Bond guest-starred in three episodes of the long-running and popular murder mystery series Midsomer Murders: Destroying Angel in 2001, Shot at Dawn in 2008, both starring fellow RSC member John Nettles in the lead role of DCI Tom Barnaby, as well as the first episode in 2011's series 14, Death in the Slow Lane. The 2011 episode is notable for Neil Dudgeon's debut as DCI John Barnaby, who takes over as the new detective in Midsomer after his cousin Tom Barnaby retired.

From 2007 to 2014, Bond had a recurring role as Auntie Angela in the BBC's semi-improvised comedy series Outnumbered, alongside Hugh Dennis, Claire Skinner and David Ryall. She appeared in all five series.

From 2010 through 2015 (in the UK), Bond appeared as Lady Rosamund Painswick in the ensemble cast of ITV's drama series Downton Abbey, written and produced by Julian Fellowes. Each series was shown in the US on PBS's Masterpiece program one year following its broadcast in the UK; according to PBS, Downton Abbey became the most popular drama ever shown on the station, and the most popular series in the history of Masterpiece. Lady Rosamund is the widowed, wealthy sister of Robert Crawley, the Earl of Grantham. Bond's first appearance was in the last episode of the first series; she appeared in 18 episodes in total.

The ITV show Home Fires featured Bond as Frances Barden, a woman working to strengthen connections among the women in her small English village by keeping the local Women's Institute operating during the early days of World War II. The show premiered in the UK in 2015 and was cancelled in 2016; fans petitioned ITV to reinstate it, to no avail. It played in the US on PBS's Masterpiece in 2016 and 2017, where viewers were similarly disappointed to learn of the show's demise. The series creator, Simon Block, has stated he intends to continue the story in written form, as novels. In 2020 Miss Bond played Joanne Henderson in Death in Paradise (S9:E5).

Audiobooks
Bond has narrated a number of audiobooks including Mary Norton's The Borrowers, Joanna Trollope's An Unsuitable Match, Anthony Horowitz's Magpie Murders and Helen Fielding's Bridget Jones's Baby: The Diaries' 'Goldeneye. She has most recently released S J Bennett's novel, The Windsor Knot. She received an Earphones Award for Magpie Murders.

Personal life
Bond lives in St Margarets, London, and has been married since 1989 to Alexander Hanson, with whom she has two children, Molly and Tom. She received an honorary doctorate from the University of Northampton in 2014.

REQUESTS:
(a) Reproduce the passage about Bond's career word for word, from "Personal life" to "Northampton in 2014.", inclusive.
(b) Pick up the passage about Bond's career and personal life right after its final sentence, and keep writing it.

DATA LISTING:
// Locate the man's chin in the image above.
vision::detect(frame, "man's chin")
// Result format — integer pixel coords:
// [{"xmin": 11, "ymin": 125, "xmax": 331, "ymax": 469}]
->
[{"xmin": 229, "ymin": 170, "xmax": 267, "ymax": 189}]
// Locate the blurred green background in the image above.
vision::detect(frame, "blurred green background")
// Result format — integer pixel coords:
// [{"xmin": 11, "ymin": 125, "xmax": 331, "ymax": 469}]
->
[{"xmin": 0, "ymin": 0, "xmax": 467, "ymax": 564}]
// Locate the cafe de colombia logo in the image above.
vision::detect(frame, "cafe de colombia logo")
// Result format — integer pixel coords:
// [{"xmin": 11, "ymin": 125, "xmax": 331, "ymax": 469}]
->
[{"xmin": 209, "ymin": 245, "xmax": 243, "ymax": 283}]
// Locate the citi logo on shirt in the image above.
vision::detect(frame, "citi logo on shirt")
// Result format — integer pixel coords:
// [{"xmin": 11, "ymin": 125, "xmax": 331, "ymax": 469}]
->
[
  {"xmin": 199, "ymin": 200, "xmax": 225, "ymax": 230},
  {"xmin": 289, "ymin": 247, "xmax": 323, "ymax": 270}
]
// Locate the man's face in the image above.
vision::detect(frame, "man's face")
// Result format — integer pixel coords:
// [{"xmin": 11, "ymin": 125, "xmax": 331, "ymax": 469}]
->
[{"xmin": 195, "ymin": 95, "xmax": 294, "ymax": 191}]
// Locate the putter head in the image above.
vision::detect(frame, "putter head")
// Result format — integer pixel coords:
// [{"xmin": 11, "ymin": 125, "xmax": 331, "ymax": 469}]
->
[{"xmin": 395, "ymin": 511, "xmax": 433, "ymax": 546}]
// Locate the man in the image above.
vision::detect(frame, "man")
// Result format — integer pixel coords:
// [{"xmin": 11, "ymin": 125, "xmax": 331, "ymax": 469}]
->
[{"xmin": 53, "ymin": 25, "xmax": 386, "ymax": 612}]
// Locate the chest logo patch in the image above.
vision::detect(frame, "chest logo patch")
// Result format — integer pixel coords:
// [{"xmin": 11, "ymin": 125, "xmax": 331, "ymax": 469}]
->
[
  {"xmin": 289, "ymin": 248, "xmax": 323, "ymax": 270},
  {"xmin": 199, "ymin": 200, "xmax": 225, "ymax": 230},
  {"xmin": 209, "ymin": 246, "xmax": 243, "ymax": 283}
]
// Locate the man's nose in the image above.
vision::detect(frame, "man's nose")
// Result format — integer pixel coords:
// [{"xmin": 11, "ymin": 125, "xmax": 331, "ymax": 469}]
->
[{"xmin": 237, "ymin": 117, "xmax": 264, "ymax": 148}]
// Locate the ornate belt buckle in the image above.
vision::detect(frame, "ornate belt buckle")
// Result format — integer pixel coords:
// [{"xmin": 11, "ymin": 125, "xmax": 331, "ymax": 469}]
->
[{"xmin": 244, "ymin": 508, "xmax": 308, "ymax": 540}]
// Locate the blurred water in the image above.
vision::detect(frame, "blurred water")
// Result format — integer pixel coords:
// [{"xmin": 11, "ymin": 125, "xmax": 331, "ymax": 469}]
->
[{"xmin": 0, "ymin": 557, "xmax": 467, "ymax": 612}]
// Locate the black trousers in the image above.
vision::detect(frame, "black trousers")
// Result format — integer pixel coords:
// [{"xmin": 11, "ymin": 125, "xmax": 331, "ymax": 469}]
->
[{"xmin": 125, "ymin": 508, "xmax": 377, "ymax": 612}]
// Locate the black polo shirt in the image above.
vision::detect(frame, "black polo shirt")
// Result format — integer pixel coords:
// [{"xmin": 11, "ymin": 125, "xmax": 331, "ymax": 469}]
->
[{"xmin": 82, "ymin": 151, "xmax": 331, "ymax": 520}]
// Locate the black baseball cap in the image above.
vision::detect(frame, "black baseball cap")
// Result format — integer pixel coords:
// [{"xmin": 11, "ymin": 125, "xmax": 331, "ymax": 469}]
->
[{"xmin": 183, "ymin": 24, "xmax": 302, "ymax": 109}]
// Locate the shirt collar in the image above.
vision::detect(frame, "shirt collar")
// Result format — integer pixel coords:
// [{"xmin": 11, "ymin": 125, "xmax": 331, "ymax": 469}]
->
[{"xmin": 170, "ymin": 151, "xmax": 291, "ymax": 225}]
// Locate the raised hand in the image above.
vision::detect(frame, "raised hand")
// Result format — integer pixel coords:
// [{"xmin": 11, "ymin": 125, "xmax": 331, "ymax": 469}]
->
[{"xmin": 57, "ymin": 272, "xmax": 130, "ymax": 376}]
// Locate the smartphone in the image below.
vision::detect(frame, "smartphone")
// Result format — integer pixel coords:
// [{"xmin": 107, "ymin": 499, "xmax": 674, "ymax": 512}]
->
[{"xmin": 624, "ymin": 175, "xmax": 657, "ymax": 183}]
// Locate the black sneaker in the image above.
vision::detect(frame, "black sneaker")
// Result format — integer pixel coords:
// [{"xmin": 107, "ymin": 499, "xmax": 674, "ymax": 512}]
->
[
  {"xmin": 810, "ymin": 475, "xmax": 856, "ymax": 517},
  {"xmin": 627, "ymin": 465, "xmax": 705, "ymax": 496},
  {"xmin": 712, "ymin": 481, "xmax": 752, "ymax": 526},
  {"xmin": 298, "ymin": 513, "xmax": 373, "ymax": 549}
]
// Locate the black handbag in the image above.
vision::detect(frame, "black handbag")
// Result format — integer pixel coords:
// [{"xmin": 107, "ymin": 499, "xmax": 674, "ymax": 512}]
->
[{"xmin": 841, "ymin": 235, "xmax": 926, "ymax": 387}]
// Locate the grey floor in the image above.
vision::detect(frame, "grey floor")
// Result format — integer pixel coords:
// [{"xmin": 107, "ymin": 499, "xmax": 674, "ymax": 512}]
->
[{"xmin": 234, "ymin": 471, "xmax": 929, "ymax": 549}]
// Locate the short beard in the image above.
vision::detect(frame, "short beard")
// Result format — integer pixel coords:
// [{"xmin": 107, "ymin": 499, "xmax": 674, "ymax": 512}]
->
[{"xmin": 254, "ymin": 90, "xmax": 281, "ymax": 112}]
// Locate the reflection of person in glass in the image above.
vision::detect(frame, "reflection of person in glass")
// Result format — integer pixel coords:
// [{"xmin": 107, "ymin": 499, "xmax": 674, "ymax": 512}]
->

ANSWERS FOR THE EXERCISE:
(a)
Personal life
Bond lives in St Margarets, London, and has been married since 1989 to Alexander Hanson, with whom she has two children, Molly and Tom. She received an honorary doctorate from the University of Northampton in 2014.

(b)
Filmography

Film

Television

Narrator

Video games

Stage
Daisy Pulls It Off (Denise Deegan) at the Nuffield Theatre, 1983
Les Liaisons Dangereuses (Christopher Hampton) (Royal Shakespeare Company) at the Ambassadors Theatre, 1987
Hero and Leander (Royal Shakespeare Company) at the Barbican Theatre, 1987
Lorca's Women (Royal Shakespeare Company) at the Barbican Theatre, 1987
Man of the Moment (Alan Ayckbourn) at the Globe Theatre, 1990
Rosalind in As You Like It (Royal Shakespeare Company) at the Royal Shakespeare Theatre, 1992
Hermione in The Winter's Tale (Royal Shakespeare Company) at the Royal Shakespeare Theatre, 1992
Rosalind in As You Like It (Royal Shakespeare Company) at the Barbican Theatre, 1993
Hermione in The Winter's Tale (Royal Shakespeare Company) at the Barbican Theatre, 1993
Infanta in Le Cid (Pierre Corneille) at the Cottesloe Theatre, 1994. Nominated for an Olivier Award for Best Actress in a Supporting Role.
Amy in Amy's View (David Hare), 1997 and 1998
The Memory of Water (Shelagh Stephenson), 1998
Amy in Amy's View (David Hare) at the Ethel Barrymore Theatre, 1999. Nominated for a Tony Award for Best Featured Actress in a Play. Nominated for Outer Critics Circle Award for Outstanding Featured Actress in a Play.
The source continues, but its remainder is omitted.